» WHAT IS NEEDED:
Please count the lines in the records below that contain the word "spectators", matching case exactly, and give only that number.

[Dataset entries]

━━━

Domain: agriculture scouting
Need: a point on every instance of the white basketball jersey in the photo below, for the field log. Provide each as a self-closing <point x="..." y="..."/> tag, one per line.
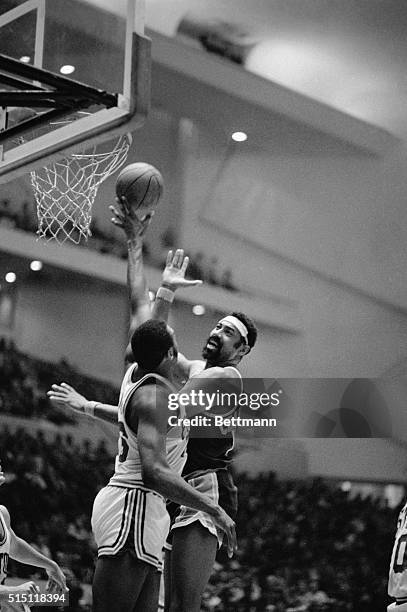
<point x="128" y="462"/>
<point x="398" y="565"/>
<point x="4" y="548"/>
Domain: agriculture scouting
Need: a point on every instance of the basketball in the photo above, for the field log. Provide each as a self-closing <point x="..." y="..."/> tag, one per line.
<point x="141" y="184"/>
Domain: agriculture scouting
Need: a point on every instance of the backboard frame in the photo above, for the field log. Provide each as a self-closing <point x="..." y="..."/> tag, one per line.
<point x="128" y="112"/>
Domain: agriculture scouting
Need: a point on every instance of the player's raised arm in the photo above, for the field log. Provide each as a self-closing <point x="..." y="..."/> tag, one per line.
<point x="148" y="415"/>
<point x="173" y="278"/>
<point x="134" y="227"/>
<point x="66" y="396"/>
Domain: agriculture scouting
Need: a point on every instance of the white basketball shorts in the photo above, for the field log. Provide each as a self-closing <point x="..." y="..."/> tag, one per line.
<point x="132" y="519"/>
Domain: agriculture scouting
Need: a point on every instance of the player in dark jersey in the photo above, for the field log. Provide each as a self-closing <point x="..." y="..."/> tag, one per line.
<point x="129" y="519"/>
<point x="208" y="458"/>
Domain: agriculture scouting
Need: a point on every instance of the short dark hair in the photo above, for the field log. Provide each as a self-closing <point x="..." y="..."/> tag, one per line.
<point x="150" y="343"/>
<point x="250" y="326"/>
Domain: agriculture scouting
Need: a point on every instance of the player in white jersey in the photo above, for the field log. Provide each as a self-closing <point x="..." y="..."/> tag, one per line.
<point x="227" y="344"/>
<point x="398" y="565"/>
<point x="129" y="520"/>
<point x="11" y="546"/>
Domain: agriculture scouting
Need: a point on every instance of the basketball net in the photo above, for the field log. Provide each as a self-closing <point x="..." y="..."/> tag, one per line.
<point x="65" y="191"/>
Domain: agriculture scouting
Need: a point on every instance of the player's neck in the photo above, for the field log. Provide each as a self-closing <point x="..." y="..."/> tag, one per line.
<point x="221" y="364"/>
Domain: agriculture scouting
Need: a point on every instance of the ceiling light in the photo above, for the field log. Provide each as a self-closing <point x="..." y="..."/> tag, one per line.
<point x="198" y="310"/>
<point x="67" y="69"/>
<point x="36" y="265"/>
<point x="10" y="277"/>
<point x="239" y="136"/>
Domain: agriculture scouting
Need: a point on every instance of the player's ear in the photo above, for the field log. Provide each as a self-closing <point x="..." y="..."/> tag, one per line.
<point x="172" y="353"/>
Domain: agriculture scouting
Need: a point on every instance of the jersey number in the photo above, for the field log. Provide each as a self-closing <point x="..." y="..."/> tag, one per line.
<point x="123" y="446"/>
<point x="400" y="559"/>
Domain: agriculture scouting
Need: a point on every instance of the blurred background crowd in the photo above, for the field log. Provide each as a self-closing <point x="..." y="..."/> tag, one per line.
<point x="303" y="545"/>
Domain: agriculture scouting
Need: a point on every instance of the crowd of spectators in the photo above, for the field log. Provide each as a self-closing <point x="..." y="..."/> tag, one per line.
<point x="25" y="381"/>
<point x="304" y="546"/>
<point x="108" y="242"/>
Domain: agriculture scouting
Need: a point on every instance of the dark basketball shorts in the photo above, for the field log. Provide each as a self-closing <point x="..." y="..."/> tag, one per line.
<point x="216" y="484"/>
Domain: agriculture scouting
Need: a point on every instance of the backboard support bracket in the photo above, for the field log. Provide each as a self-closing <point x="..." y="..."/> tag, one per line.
<point x="55" y="96"/>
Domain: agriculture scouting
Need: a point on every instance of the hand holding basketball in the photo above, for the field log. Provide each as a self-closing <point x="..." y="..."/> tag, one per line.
<point x="126" y="218"/>
<point x="174" y="272"/>
<point x="141" y="184"/>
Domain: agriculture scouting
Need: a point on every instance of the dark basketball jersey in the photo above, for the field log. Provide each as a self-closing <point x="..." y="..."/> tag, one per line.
<point x="210" y="453"/>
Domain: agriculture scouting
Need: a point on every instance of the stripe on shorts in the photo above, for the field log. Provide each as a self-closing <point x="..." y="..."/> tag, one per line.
<point x="140" y="521"/>
<point x="112" y="549"/>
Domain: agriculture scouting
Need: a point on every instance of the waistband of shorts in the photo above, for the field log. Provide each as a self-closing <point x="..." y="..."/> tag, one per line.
<point x="139" y="487"/>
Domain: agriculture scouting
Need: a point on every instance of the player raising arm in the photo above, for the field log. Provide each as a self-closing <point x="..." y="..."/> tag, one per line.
<point x="16" y="548"/>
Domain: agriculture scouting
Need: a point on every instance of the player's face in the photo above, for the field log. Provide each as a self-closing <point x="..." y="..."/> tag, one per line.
<point x="223" y="345"/>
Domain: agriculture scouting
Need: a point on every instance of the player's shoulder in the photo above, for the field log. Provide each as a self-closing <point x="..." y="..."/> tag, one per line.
<point x="146" y="398"/>
<point x="190" y="367"/>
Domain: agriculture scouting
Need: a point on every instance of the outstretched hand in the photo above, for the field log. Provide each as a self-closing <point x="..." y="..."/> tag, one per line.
<point x="175" y="269"/>
<point x="125" y="216"/>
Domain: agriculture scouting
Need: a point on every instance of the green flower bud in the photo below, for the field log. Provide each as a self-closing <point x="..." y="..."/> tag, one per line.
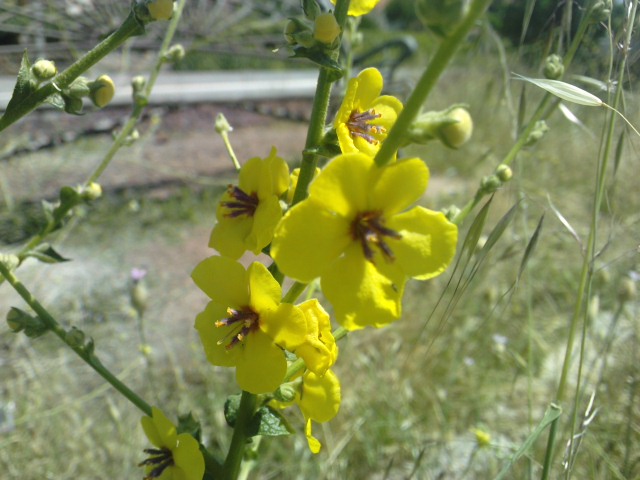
<point x="490" y="184"/>
<point x="287" y="392"/>
<point x="457" y="134"/>
<point x="44" y="70"/>
<point x="326" y="29"/>
<point x="174" y="54"/>
<point x="600" y="11"/>
<point x="539" y="129"/>
<point x="160" y="9"/>
<point x="504" y="173"/>
<point x="79" y="88"/>
<point x="553" y="67"/>
<point x="102" y="91"/>
<point x="91" y="192"/>
<point x="627" y="290"/>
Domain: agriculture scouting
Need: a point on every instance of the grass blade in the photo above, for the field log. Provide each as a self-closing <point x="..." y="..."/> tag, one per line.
<point x="551" y="415"/>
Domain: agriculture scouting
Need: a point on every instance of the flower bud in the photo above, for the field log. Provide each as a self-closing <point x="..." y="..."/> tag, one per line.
<point x="457" y="134"/>
<point x="326" y="28"/>
<point x="174" y="54"/>
<point x="102" y="91"/>
<point x="539" y="129"/>
<point x="553" y="67"/>
<point x="453" y="127"/>
<point x="44" y="70"/>
<point x="79" y="88"/>
<point x="160" y="9"/>
<point x="600" y="11"/>
<point x="287" y="392"/>
<point x="504" y="173"/>
<point x="490" y="184"/>
<point x="91" y="192"/>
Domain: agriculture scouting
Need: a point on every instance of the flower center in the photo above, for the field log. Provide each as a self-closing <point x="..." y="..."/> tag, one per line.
<point x="242" y="203"/>
<point x="242" y="322"/>
<point x="359" y="125"/>
<point x="368" y="228"/>
<point x="159" y="459"/>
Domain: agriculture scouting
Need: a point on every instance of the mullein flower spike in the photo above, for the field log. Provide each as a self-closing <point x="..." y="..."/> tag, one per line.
<point x="357" y="233"/>
<point x="175" y="456"/>
<point x="365" y="116"/>
<point x="249" y="212"/>
<point x="245" y="325"/>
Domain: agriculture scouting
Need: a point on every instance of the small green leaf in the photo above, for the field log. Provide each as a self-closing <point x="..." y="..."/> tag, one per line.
<point x="25" y="85"/>
<point x="269" y="423"/>
<point x="46" y="254"/>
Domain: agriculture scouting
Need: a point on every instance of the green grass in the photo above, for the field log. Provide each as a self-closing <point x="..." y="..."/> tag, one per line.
<point x="413" y="392"/>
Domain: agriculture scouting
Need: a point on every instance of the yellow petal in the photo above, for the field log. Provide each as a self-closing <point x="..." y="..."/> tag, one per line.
<point x="215" y="339"/>
<point x="262" y="365"/>
<point x="265" y="219"/>
<point x="343" y="186"/>
<point x="223" y="280"/>
<point x="399" y="185"/>
<point x="307" y="239"/>
<point x="363" y="293"/>
<point x="188" y="459"/>
<point x="320" y="398"/>
<point x="369" y="87"/>
<point x="265" y="290"/>
<point x="428" y="242"/>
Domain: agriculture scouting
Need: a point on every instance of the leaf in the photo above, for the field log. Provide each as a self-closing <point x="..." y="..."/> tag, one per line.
<point x="565" y="91"/>
<point x="25" y="85"/>
<point x="270" y="423"/>
<point x="46" y="254"/>
<point x="551" y="415"/>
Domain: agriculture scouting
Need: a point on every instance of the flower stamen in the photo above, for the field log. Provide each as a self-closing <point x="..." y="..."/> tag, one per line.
<point x="243" y="322"/>
<point x="244" y="203"/>
<point x="159" y="459"/>
<point x="359" y="125"/>
<point x="368" y="228"/>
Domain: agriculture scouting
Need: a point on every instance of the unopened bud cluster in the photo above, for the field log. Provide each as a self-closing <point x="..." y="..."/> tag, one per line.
<point x="453" y="127"/>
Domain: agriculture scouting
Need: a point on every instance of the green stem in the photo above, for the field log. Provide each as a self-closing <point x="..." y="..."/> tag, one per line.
<point x="437" y="66"/>
<point x="139" y="105"/>
<point x="130" y="27"/>
<point x="318" y="114"/>
<point x="232" y="463"/>
<point x="589" y="256"/>
<point x="85" y="351"/>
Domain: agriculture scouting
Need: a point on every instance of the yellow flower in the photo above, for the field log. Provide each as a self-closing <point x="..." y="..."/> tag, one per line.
<point x="176" y="457"/>
<point x="319" y="350"/>
<point x="245" y="325"/>
<point x="354" y="232"/>
<point x="365" y="117"/>
<point x="318" y="397"/>
<point x="360" y="7"/>
<point x="248" y="213"/>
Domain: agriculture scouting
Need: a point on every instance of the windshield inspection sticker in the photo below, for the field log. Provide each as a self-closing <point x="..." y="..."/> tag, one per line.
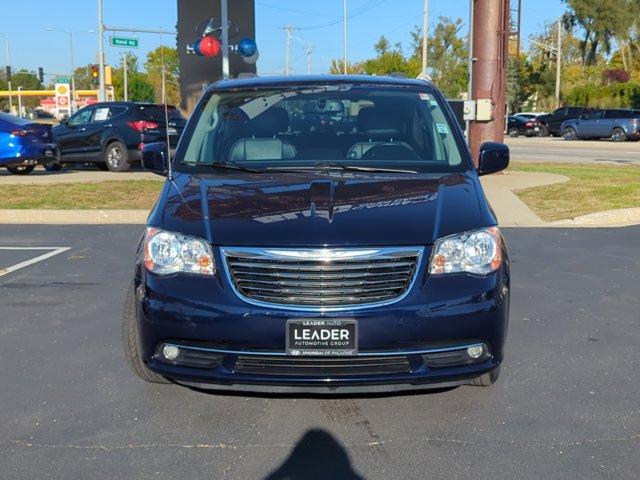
<point x="442" y="128"/>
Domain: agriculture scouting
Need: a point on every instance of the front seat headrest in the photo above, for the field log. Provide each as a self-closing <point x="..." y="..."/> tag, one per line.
<point x="376" y="121"/>
<point x="256" y="149"/>
<point x="270" y="122"/>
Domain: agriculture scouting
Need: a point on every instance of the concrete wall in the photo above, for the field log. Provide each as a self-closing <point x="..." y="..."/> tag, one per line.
<point x="195" y="71"/>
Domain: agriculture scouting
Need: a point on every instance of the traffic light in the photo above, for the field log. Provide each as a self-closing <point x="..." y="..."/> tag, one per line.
<point x="108" y="75"/>
<point x="95" y="75"/>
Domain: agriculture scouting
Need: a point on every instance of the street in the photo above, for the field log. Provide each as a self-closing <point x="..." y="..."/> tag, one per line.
<point x="550" y="149"/>
<point x="565" y="406"/>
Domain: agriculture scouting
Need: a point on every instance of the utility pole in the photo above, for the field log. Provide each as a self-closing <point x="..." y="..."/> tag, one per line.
<point x="19" y="101"/>
<point x="469" y="68"/>
<point x="425" y="35"/>
<point x="490" y="30"/>
<point x="344" y="21"/>
<point x="558" y="62"/>
<point x="102" y="95"/>
<point x="225" y="38"/>
<point x="8" y="51"/>
<point x="308" y="51"/>
<point x="287" y="53"/>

━━━

» ANSWER TO THE EXERCISE:
1